Exercise details:
Report only how many lines of the entries below contain the string "jacket".

=== Stored data ===

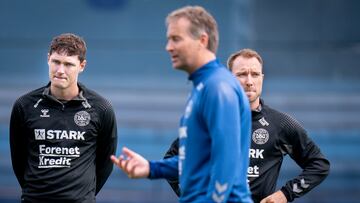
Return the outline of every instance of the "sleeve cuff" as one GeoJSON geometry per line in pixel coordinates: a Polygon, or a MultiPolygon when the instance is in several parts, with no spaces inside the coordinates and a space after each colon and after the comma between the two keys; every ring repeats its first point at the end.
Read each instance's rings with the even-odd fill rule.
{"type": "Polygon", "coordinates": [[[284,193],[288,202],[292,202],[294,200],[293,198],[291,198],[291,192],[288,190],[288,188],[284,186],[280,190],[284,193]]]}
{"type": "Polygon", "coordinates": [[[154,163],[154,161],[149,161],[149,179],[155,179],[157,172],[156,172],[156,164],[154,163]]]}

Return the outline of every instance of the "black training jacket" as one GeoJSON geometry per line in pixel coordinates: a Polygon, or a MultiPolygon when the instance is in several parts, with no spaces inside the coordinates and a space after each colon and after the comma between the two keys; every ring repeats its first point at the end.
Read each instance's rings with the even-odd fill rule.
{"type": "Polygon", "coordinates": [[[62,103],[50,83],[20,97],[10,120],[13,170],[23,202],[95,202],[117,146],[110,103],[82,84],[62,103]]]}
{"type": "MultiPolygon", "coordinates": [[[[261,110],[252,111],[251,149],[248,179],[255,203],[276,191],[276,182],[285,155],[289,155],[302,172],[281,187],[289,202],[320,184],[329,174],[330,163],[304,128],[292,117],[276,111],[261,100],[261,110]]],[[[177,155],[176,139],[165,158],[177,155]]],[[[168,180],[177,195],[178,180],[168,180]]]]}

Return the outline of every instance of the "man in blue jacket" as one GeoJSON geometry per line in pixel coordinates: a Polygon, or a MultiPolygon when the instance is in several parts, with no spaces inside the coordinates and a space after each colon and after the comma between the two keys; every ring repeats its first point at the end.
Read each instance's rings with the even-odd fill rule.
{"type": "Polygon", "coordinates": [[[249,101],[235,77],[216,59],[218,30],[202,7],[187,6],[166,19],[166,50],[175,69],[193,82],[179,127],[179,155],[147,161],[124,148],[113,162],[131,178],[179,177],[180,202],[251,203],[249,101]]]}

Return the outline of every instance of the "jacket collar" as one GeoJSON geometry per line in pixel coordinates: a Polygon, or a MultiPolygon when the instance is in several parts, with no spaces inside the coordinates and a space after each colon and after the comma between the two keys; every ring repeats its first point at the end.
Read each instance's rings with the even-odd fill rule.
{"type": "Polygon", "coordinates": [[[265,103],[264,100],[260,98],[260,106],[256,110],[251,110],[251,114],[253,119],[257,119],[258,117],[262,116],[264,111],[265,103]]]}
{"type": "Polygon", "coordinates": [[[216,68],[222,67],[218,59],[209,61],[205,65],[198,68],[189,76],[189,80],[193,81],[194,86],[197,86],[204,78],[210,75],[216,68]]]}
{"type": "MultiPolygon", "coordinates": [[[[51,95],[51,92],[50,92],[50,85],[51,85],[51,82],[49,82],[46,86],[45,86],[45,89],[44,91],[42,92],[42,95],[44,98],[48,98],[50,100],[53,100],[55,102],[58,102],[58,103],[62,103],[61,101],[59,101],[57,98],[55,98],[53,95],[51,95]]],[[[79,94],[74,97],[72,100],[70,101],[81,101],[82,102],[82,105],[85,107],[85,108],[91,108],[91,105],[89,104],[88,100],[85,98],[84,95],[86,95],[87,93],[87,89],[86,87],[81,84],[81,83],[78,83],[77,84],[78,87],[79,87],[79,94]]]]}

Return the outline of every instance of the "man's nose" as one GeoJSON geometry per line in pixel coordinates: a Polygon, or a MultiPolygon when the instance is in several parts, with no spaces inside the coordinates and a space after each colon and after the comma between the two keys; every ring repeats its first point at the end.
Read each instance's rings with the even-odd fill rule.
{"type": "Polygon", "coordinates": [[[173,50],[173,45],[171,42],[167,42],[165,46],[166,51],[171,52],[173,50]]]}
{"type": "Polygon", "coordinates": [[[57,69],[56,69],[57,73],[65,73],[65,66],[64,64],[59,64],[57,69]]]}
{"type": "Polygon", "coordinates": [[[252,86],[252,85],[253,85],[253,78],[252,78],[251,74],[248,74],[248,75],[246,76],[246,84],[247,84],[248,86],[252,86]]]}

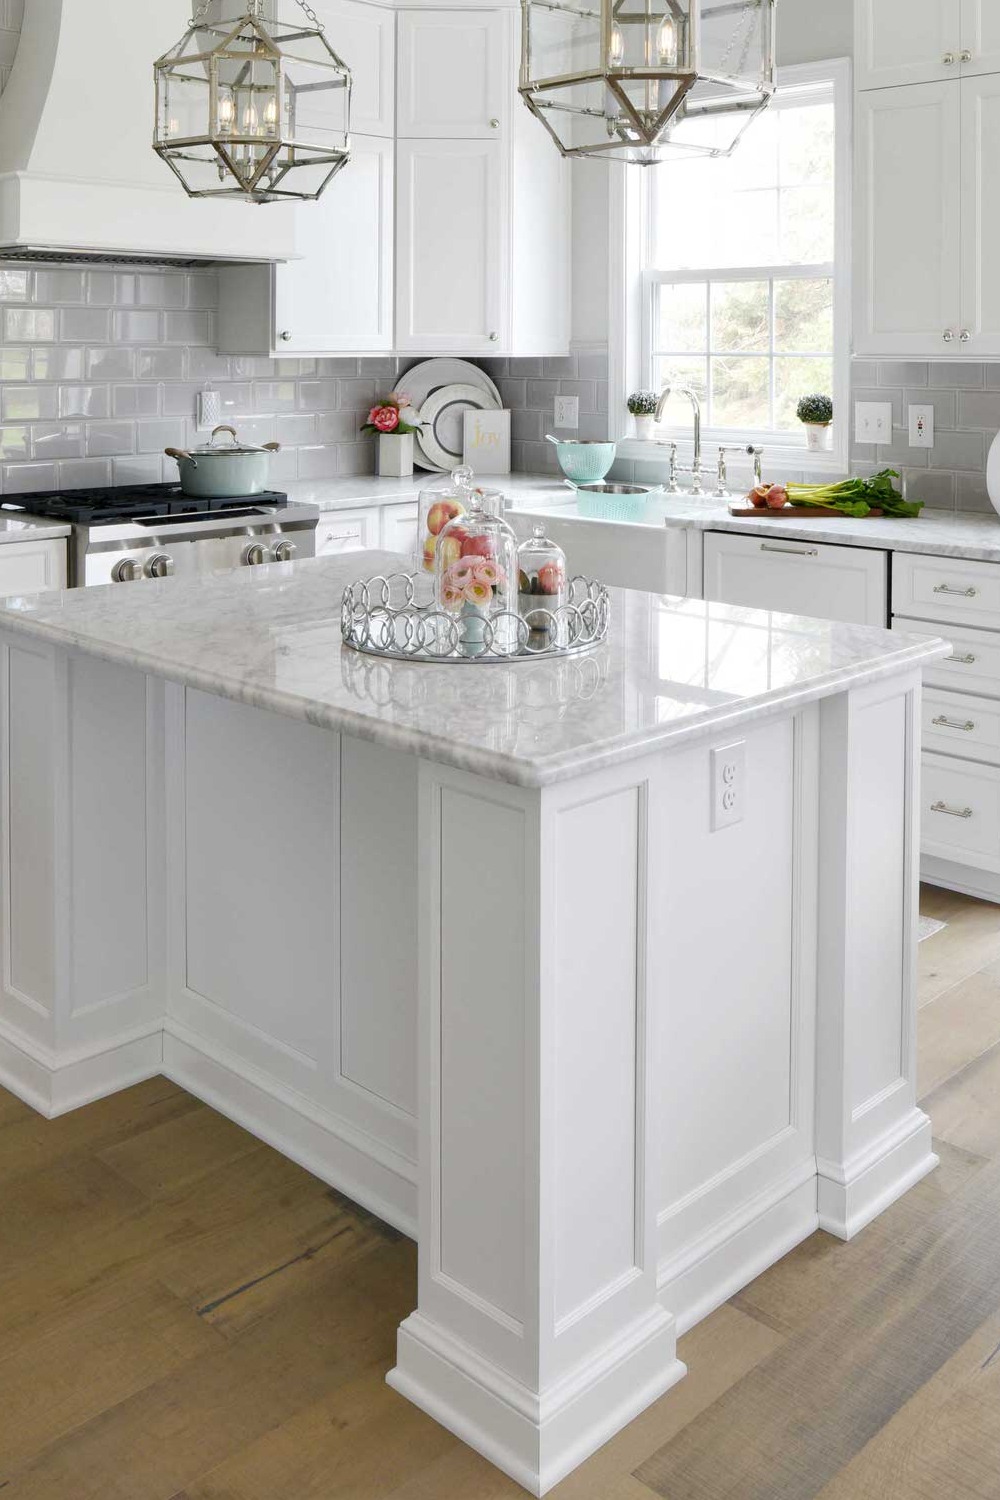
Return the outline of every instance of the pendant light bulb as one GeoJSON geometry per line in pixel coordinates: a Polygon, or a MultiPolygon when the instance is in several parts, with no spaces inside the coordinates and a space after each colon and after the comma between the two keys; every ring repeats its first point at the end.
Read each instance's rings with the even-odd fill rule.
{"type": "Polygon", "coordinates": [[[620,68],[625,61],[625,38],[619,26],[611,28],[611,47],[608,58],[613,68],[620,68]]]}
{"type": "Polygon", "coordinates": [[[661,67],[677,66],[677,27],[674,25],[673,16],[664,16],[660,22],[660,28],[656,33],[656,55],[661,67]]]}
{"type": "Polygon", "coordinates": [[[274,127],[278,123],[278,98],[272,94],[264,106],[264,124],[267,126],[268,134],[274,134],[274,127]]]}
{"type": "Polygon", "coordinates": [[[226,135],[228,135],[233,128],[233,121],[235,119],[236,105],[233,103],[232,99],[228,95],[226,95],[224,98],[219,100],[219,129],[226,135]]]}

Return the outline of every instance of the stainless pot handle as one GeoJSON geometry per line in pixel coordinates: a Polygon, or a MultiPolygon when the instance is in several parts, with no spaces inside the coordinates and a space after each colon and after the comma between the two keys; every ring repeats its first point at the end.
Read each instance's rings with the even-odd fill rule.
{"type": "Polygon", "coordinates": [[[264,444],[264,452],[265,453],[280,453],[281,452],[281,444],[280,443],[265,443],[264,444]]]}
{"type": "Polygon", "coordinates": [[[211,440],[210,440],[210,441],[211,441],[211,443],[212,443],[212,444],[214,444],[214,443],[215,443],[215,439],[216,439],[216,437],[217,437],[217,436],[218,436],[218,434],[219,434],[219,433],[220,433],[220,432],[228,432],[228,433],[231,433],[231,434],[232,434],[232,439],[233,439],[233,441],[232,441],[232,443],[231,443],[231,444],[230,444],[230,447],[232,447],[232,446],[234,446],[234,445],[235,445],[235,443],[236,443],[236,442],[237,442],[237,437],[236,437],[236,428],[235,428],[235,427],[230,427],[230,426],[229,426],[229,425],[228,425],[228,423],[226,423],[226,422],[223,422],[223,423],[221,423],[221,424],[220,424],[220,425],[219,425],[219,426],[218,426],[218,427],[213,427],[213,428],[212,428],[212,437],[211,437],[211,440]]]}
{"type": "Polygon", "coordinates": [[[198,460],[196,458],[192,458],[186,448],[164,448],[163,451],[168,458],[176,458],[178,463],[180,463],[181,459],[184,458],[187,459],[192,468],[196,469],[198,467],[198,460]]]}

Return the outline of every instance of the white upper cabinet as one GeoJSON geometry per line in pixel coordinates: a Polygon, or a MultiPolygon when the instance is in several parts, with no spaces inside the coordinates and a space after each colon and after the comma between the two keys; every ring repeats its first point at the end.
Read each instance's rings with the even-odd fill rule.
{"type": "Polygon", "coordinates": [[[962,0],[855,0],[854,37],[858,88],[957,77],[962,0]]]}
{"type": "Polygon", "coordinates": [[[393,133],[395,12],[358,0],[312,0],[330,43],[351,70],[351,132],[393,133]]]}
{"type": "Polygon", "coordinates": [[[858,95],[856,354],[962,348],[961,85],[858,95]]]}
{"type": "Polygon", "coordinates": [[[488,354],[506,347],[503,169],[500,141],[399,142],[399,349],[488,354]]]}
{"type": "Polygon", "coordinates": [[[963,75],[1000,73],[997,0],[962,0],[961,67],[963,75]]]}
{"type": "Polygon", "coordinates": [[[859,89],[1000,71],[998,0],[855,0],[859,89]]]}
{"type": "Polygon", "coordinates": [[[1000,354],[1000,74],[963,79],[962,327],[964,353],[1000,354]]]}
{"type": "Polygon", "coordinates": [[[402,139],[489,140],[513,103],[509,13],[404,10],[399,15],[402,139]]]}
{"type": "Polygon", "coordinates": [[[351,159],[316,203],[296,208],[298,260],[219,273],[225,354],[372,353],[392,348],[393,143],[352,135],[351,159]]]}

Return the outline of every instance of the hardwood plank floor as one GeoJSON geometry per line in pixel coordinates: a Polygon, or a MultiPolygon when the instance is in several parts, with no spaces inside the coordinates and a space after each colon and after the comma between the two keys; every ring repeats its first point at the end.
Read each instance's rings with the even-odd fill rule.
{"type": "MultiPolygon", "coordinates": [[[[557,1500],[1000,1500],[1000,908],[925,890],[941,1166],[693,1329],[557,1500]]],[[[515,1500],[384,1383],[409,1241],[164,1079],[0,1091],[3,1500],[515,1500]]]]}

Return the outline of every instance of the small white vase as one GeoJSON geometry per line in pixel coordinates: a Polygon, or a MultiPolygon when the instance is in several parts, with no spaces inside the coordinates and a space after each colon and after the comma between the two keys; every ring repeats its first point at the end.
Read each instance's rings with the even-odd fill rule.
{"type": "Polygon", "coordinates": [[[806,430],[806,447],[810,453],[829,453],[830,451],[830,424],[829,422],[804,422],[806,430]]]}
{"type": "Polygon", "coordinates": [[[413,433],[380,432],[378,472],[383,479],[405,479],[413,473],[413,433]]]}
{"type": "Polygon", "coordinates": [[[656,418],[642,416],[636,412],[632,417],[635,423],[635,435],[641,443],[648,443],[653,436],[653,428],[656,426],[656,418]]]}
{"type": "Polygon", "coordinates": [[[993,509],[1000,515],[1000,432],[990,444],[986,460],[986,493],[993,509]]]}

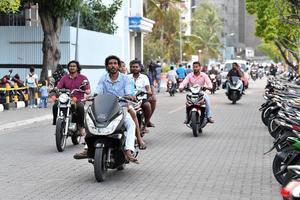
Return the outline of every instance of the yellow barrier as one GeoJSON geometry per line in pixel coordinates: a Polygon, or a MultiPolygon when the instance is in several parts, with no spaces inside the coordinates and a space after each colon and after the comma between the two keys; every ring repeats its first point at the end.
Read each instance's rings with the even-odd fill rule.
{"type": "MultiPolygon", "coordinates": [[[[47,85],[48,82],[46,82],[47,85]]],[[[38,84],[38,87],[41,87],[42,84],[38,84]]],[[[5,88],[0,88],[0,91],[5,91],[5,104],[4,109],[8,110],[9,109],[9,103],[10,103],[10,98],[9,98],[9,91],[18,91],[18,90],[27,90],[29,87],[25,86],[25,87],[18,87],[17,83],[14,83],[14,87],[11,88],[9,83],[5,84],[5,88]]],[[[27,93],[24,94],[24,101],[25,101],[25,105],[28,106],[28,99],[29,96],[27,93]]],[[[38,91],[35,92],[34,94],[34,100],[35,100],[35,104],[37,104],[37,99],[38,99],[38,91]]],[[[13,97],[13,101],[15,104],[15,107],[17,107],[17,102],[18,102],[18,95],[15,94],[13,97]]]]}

===

Finished task:
3